Ada banyak kisah duka tentang pandemi: kisah kehilangan
orang terkasih, kisah kehilangan sumber mata pencaharian dan naiknya angka
pengangguran, juga kisah perjuangan bertahan hidup yang sungguh menyayat hati.
Dan hidupku sepenuhnya berubah ketika angka penderita COVID-19 di negeri ini
melonjak sangat tinggi pada kuartal terakhir tahun lalu. Tepat pada hari ulang
tahun anakku yang kedua, hasil tes PCR suami keluar dan statusnya positif
dengan nilai CT yang cukup rendah.
Sebagai karyawan sebuah perusahaan swasta di Jakarta,
suamiku memang masih sering bolak-balik Jakarta-Bandung. Malam itu suami pulang
dalam keadaan demam, batuk, dan menggigil. Sekujur badannya terasa sakit. Setelah
hasil tes PCR-nya keluar, kami memutuskan untuk mencari kamar rawat inap karena
kondisinya bergejala cukup berat. Kami juga tidak mau mengambil risiko dia
tetap di rumah karena ada bayi dan lansia di keluarga kami. Alhamdulillah suami
mendapat kamar di salah satu rumah sakit tanpa menunggu terlalu lama.

============================================================

● Tugas: Lanjutkan kisah di atas tentang suami yang positif COVID-19, dimulai setelah kalimat terakhirnya.

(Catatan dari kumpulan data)
============================================================

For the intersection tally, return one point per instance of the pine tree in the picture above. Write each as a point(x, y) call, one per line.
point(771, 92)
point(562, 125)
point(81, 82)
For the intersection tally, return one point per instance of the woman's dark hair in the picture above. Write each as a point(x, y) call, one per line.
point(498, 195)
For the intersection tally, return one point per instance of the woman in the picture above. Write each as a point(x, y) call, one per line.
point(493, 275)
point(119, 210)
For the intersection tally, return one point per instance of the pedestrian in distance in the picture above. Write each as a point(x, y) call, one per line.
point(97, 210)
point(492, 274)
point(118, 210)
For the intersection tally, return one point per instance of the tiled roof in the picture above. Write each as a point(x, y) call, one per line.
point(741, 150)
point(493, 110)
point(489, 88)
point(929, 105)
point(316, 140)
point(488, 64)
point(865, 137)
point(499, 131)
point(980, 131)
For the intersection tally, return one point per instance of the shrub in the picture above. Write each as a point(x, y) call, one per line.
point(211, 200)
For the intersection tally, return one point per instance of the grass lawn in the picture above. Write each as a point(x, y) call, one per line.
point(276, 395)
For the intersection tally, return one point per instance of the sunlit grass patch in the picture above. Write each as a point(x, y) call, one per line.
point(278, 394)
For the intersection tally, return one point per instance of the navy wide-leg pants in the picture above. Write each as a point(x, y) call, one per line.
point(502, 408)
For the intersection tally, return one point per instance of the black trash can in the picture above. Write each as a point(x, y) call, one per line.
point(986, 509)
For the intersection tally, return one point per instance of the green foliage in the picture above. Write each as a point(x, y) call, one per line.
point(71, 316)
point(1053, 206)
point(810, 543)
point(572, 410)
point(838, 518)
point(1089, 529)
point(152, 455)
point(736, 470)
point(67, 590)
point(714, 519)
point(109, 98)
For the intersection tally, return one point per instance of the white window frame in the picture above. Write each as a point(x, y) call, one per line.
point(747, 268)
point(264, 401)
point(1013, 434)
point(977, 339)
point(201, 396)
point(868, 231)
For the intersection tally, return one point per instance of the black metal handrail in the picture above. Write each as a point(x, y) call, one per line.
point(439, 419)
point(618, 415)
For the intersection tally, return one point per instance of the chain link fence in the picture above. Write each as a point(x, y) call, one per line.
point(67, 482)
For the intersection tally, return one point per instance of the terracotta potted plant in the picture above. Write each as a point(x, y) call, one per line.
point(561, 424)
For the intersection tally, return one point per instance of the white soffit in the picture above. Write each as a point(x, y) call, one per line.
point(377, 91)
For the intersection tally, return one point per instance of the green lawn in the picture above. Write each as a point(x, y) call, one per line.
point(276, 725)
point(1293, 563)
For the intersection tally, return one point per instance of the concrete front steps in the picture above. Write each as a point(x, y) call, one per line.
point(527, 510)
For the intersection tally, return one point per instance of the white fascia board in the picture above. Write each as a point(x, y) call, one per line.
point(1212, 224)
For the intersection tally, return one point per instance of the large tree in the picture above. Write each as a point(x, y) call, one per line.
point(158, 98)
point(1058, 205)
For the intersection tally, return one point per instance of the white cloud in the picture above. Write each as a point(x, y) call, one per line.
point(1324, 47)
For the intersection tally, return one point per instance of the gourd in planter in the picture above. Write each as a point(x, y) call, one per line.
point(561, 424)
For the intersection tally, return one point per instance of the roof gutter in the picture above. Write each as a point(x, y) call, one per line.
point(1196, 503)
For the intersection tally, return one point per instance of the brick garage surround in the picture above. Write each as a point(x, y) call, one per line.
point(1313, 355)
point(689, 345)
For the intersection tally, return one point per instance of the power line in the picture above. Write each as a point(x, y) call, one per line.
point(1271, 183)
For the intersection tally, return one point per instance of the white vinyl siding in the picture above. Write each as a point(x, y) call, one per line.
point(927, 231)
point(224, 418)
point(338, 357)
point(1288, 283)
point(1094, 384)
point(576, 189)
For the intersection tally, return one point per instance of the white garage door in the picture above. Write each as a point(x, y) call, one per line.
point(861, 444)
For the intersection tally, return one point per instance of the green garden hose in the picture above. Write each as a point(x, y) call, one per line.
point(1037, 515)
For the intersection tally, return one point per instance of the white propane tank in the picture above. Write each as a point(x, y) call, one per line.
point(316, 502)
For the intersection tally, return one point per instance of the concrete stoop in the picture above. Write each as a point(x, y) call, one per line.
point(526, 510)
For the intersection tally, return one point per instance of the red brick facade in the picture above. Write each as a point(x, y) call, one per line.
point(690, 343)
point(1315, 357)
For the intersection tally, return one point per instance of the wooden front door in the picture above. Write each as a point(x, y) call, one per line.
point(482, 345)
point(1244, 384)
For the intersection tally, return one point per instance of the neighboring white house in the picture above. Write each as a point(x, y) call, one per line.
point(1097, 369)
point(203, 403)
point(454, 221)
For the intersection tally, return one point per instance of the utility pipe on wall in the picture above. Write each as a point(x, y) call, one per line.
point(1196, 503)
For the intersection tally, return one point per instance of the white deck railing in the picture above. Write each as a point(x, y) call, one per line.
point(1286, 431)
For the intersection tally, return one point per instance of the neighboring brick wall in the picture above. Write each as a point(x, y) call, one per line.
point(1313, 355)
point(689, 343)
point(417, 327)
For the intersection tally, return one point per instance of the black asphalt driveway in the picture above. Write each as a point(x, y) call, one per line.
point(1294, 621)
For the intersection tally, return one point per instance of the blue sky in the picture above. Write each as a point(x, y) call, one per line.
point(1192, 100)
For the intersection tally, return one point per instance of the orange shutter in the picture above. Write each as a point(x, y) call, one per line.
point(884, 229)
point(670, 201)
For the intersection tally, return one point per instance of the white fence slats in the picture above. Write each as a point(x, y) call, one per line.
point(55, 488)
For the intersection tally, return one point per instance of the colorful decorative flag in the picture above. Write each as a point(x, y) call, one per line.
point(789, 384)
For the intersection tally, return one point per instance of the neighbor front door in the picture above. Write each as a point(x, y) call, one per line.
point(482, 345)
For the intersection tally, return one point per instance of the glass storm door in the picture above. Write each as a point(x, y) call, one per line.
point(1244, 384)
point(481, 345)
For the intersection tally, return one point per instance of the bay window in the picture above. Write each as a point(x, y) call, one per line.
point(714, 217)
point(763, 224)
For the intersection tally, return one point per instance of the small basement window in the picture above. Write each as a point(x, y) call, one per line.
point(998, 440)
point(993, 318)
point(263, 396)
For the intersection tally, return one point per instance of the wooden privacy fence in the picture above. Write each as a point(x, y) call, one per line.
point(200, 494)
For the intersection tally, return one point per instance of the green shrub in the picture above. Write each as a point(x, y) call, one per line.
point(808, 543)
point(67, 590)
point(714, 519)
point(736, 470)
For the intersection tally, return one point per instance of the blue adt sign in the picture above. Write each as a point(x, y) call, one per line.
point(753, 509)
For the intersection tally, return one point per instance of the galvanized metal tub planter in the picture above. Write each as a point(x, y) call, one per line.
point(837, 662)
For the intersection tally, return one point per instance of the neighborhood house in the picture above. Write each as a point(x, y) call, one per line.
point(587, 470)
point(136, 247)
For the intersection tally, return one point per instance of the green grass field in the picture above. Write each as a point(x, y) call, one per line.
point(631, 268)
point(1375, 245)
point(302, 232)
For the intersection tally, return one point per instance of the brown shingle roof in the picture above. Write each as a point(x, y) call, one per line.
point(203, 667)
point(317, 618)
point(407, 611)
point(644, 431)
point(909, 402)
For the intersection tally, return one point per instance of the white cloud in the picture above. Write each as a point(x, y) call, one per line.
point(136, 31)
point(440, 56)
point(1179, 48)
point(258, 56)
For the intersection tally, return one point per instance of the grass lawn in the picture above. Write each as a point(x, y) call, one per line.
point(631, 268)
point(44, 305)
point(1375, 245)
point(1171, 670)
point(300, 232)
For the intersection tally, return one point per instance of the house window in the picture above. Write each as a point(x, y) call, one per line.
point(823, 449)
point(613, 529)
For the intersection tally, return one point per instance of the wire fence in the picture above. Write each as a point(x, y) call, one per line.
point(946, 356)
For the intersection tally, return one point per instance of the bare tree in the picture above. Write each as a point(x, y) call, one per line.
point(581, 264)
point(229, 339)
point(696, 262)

============================================================

● Hasil Latihan:
Saat suamiku dirawat, duniaku runtuh satu demi satu.
Berkejaran dengan aktivitas mengasuh empat anak, mengawasi mereka PJJ sambil
tetap bekerja dari rumah dengan sistem WFH, juga mengirim keperluan suami ke
rumah sakit tiap hari kadang membuatku limbung. Apalagi ketika kondisi suami
mulai menurun: kedua paru-parunya meradang, saturasi oksigennya tidak stabil,
dan dia mulai merasakan sesak. Berbagai macam ketakutan dan kekhawatiran
menyeruak. Kekalutan menghimpit dadaku hingga membuat air mataku mengalir
hampir tiap hari.
Dari Shuhaib bin Sinan dia berkata, Rasulullah bersabda:
“Alangkah mengagumkan keadaan orang yang beriman, karena semua keadaannya
(membawa) kebaikan (untuk dirinya), dan ini hanya ada pada seorang mukmin; jika
dia mendapatkan kesenangan dia akan bersyukur, maka itu adalah kebaikan
baginya, dan jika dia ditimpa kesusahan dia akan bersabar, maka itu adalah
kebaikan baginya” (HR Muslim)
Aku sungguh beruntung karena dukungan dari kerabat dan
teman terus mengalir. Meskipun kadang kondisi suami melemah dan membuatku
khawatir, aku tetap memanjatkan syukur karena aku, orang tua, dan anak-anak
semuanya dalam kondisi sehat dengan hasil tes PCR negatif. Setiap hari kami
menghubungi suami dan memberinya semangat untuk terus berjuang.
Hingga tibalah saat itu: hari ketika suami akhirnya bisa
pulang ke rumah setelah dua puluh lima hari. Kalimat kesyukuran tak
henti-hentinya menghiasi lisan dan batin kami. Dalam peristiwa dahsyat yang mengguncang
jiwa kadang kita disadarkan bahwa hanya Allah satu-satunya yang kita punya.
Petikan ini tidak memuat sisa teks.